Exercise description:
Please transcribe the data that follows without the pictures, keeping every word the same.

Information provided:
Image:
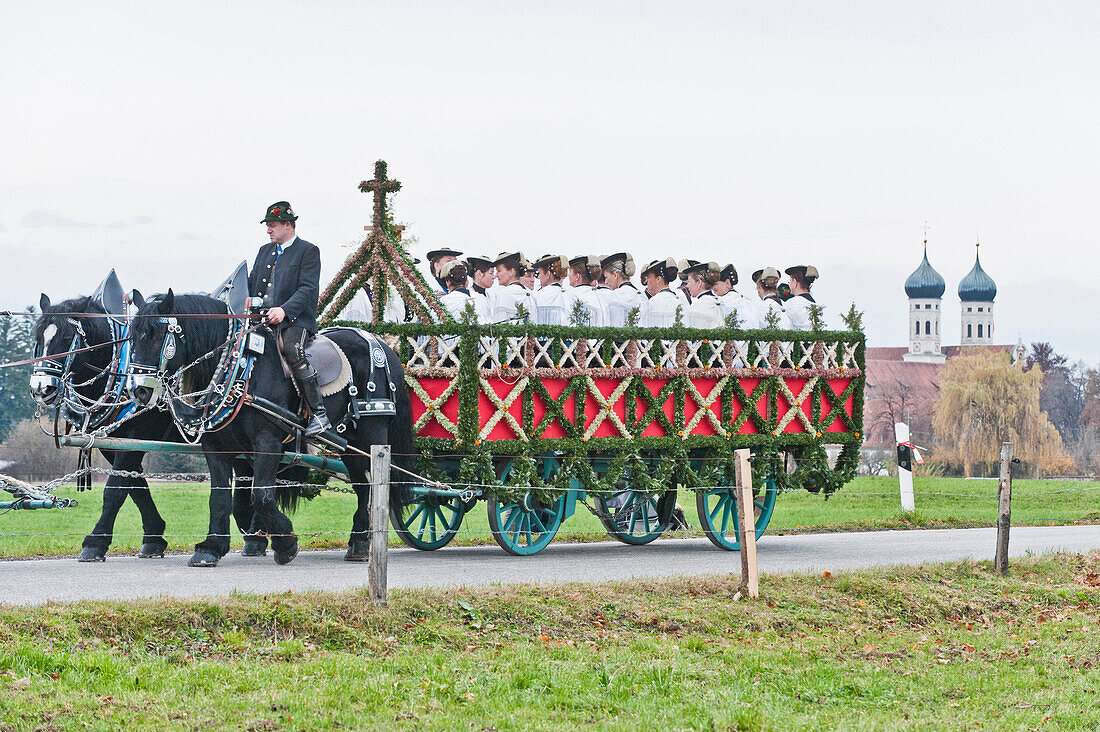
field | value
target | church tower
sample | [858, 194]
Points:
[925, 292]
[977, 292]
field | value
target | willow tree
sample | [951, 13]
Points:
[985, 401]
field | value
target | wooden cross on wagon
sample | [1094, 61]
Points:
[381, 185]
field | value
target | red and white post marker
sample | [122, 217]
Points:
[905, 455]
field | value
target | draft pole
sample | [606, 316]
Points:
[904, 467]
[380, 516]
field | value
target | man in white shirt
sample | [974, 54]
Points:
[767, 281]
[482, 273]
[730, 302]
[507, 295]
[455, 279]
[703, 312]
[437, 259]
[798, 306]
[553, 303]
[663, 304]
[582, 271]
[622, 295]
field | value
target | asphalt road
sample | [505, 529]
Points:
[35, 581]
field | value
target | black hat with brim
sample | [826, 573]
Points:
[279, 211]
[443, 251]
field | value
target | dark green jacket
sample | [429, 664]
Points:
[292, 283]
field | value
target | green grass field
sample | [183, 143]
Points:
[948, 647]
[325, 522]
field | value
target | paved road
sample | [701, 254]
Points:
[35, 581]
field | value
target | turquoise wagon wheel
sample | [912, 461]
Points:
[717, 512]
[526, 524]
[430, 522]
[635, 517]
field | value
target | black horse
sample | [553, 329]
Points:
[260, 434]
[86, 379]
[76, 384]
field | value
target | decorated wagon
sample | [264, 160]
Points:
[535, 418]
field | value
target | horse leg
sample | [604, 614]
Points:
[255, 544]
[216, 545]
[153, 542]
[114, 494]
[359, 544]
[274, 522]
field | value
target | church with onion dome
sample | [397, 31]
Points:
[902, 382]
[925, 290]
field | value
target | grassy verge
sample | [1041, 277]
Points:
[865, 503]
[933, 647]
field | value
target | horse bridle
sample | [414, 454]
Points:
[152, 378]
[48, 373]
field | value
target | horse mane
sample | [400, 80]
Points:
[97, 329]
[200, 335]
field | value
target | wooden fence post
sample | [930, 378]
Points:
[746, 525]
[1004, 510]
[380, 523]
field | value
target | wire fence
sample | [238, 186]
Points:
[887, 517]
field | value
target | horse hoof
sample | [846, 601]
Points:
[92, 554]
[151, 552]
[202, 559]
[286, 557]
[358, 552]
[254, 548]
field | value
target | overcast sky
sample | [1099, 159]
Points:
[152, 137]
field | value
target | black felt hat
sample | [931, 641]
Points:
[442, 251]
[475, 262]
[279, 211]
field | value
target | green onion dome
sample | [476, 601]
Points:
[925, 282]
[977, 286]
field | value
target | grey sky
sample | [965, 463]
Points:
[152, 138]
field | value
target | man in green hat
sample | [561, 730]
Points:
[286, 275]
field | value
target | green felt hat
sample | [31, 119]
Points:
[279, 211]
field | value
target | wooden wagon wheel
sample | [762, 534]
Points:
[636, 517]
[526, 524]
[430, 522]
[717, 513]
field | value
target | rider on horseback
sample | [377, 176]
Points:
[286, 275]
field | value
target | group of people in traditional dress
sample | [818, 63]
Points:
[600, 291]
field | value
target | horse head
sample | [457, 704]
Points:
[64, 377]
[165, 340]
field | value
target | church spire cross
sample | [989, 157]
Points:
[381, 185]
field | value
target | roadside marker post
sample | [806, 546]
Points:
[380, 516]
[904, 467]
[1004, 510]
[746, 524]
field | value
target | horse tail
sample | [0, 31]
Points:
[402, 441]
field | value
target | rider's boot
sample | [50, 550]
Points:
[311, 392]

Solved problem:
Image:
field | value
target | church tower
sample | [858, 194]
Points:
[925, 292]
[977, 292]
field | value
target | willow tree
sample | [951, 13]
Points:
[985, 401]
field | value
target | wooden cross on wagon
sample | [1094, 61]
Points:
[381, 185]
field | value
target | red and white post marker
sample | [122, 217]
Points:
[905, 455]
field | value
target | draft pole
sample | [606, 316]
Points:
[904, 467]
[380, 516]
field | value
target | man in white shirt
sample | [974, 54]
Points:
[767, 281]
[482, 273]
[730, 302]
[507, 295]
[455, 279]
[703, 312]
[437, 259]
[798, 306]
[553, 303]
[663, 304]
[582, 271]
[622, 295]
field | value
target | asphalt road
sample | [505, 529]
Points:
[35, 581]
field | value
target | black hat with brim
sample | [826, 573]
Points:
[279, 211]
[443, 251]
field | value
target | dark green jacket
sample | [429, 664]
Points:
[292, 283]
field | value
target | green grass field
sample | [183, 143]
Points:
[948, 647]
[325, 522]
field | value
target | paved road
sample | [701, 254]
Points:
[35, 581]
field | value
target | turquoise wagon wheel
sample | [912, 461]
Points:
[717, 512]
[526, 524]
[430, 522]
[635, 517]
field | value
target | black horse
sample | [553, 329]
Points:
[260, 434]
[86, 379]
[76, 384]
field | value
target | decorated wagon
sample | [264, 160]
Points:
[535, 418]
field | value
target | horse leg
sample | [604, 614]
Points:
[255, 544]
[216, 545]
[153, 542]
[114, 494]
[359, 544]
[274, 522]
field | value
target | church with onion dome
sample | [397, 31]
Points:
[902, 382]
[925, 290]
field | value
target | grassy verge
sample | [1041, 277]
Points:
[865, 503]
[933, 647]
field | value
target | horse bridle
sample | [414, 454]
Points:
[152, 378]
[48, 373]
field | value
target | horse mane
sample | [400, 80]
Points:
[97, 329]
[200, 335]
field | value
target | wooden fence post
sample | [930, 378]
Points:
[746, 525]
[1004, 510]
[380, 523]
field | value
target | wire fence
sample | [238, 186]
Points:
[887, 517]
field | value
target | horse hoof
sample | [846, 601]
Points:
[92, 554]
[151, 552]
[202, 559]
[286, 557]
[358, 552]
[254, 548]
field | value
target | overcast sky
sample | [1099, 159]
Points:
[152, 137]
field | value
target | black felt hat
sample | [931, 641]
Points:
[442, 251]
[475, 262]
[279, 211]
field | value
target | green onion dome
sample | [476, 601]
Points:
[925, 282]
[977, 286]
field | value
target | grey sky
sample | [965, 463]
Points:
[152, 138]
field | value
target | man in green hat
sample | [561, 730]
Points:
[286, 275]
field | value
target | green felt hat
sample | [31, 119]
Points:
[279, 211]
field | value
target | wooden wagon wheel
sample | [762, 534]
Points:
[636, 517]
[526, 524]
[430, 522]
[717, 513]
field | value
target | rider on horseback
sample | [377, 176]
Points:
[286, 275]
field | value
target | group of people in traditional dress
sample | [818, 63]
Points:
[600, 291]
field | value
target | horse head
sample | [457, 704]
Points:
[64, 377]
[165, 340]
field | value
target | church spire cross
sample | [989, 157]
Points:
[381, 185]
field | value
target | roadside marker post
sample | [806, 546]
Points:
[380, 516]
[904, 467]
[1004, 510]
[746, 524]
field | value
target | horse tail
sample | [0, 31]
Points:
[402, 441]
field | value
target | rider's boot
sample | [50, 550]
Points:
[311, 392]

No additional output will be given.